- That First Cross Country
Before You Go
For the most part your gliding to date has been within a few miles of the airfield. Generally, but perhaps not always, you have been no further than the ability to turn for home and make it back in one straight glide without the help of any more thermals – the “final glide” to arrive at circuit height regardless of the wind. Cross country flying will take you further than that and it is quite exhilarating seeing the country from a different aspect. If it is your “thing”, you can get into racing or long distance or both.
For that first cross country you must have your “C” Certificate (flown a total 20 solo flights including two one hour soaring flights, trained and carried out a safe out landing, been briefed on AEF matters and a number of other exams all of which is set out in MOSP(Ops 002) 10.2.3.)
You are getting some gliding experience now and your next goals are the Silver and Gold certificates; the Silver C Distance is out 50Km beyond the release point AND the take-off point (both relevant for an aero-tow launch). Silver height is a gain of 1,000m (3,281’) above your lowest height after launch, while the third goal is duration of 5 hours. I once managed 5 hours and a few seconds in a Kookaburra but forgot the 8 minutes on aero-tow!

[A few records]
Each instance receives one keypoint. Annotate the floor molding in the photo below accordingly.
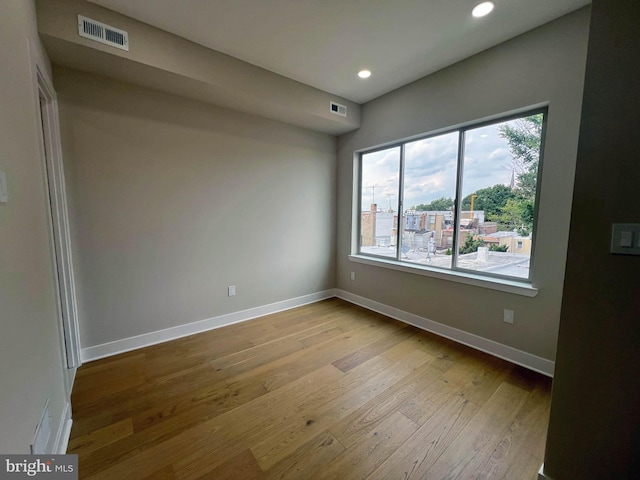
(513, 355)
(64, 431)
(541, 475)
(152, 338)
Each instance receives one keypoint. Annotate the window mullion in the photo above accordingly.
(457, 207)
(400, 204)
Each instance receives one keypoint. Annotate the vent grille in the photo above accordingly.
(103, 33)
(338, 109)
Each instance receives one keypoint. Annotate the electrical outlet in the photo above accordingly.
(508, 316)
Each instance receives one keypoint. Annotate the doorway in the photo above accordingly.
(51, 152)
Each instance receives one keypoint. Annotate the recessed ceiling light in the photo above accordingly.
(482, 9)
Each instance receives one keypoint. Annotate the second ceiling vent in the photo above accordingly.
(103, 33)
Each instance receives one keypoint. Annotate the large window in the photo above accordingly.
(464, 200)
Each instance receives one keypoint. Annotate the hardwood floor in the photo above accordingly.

REQUIRED TASK 1
In the gliding text, how much height must be gained for the Silver height goal?
REQUIRED TASK 2
Rewrite the gliding text between "You are getting" and "minutes on aero-tow!", inclusive, putting "two-seater" in place of "Kookaburra".
REQUIRED TASK 3
Write what comes next in the piece on a first gliding cross country, picking up after its last sentence.

TASK RESULT 1
A gain of 1,000m (3,281’) above your lowest height after launch.

TASK RESULT 2
You are getting some gliding experience now and your next goals are the Silver and Gold certificates; the Silver C Distance is out 50Km beyond the release point AND the take-off point (both relevant for an aero-tow launch). Silver height is a gain of 1,000m (3,281’) above your lowest height after launch, while the third goal is duration of 5 hours. I once managed 5 hours and a few seconds in a two-seater but forgot the 8 minutes on aero-tow!

TASK RESULT 3
Now, at the discretion of the CFI, you may fly a cross country. Do not expect to do any cross country flying on the spur of the moment. You ought to be planning for it some days, even weeks ahead and discussing the practicalities of it with both the CFI and other pilots who have those experiences. It is very useful to have done a dual cross country (or two) with an experienced pilot before you go off into the wild blue yonder on your own!
On the day, make sure that you have in fact received approval for it from the CFI and the Duty Instructor is aware of your intentions. This will make sure first, that your intentions are known and that your intended route is discussed. You will be expected to make an “Ops Normal” radio call every half hour or so giving your position and height and next turning point.
You should ensure that there is a crew to get you if you out-land and that the trailer has all the necessary unrigging gear in it. It is highly unlikely that an aero-tow retrieve will be feasible. This sort of recovery is frequent north of the Divide but even there isn’t always feasible – plan for a vehicle and trailer.
What to Take With You
Be comfortably clothed, preferably long shirt sleeves and long trousers, head cover, sunglasses, plenty of water in a Camel Back so that you can keep well hydrated hands free. Sandwiches, candy bars and the like aren’t easy to get at letalone eating but they are important for your blood-sugar levels. Empty out the bladder pre-flight and be free of any illnesses. Have your phone fully charged and some tie-down gear.
You can go with paper maps, they still work but there are a plethora of electronic aids available and many are specifically for the gliding world – XC Soar, LX Nav, Oudie and so on. But make sure you know how to use them well in advance of this flight. Don’t try to learn on the job, not on your first cross country especially.
I have not included the business of claiming your flight towards the Silver and Gold certificates that these electronic aids can assist you with – that’s another topic.
Where can you go?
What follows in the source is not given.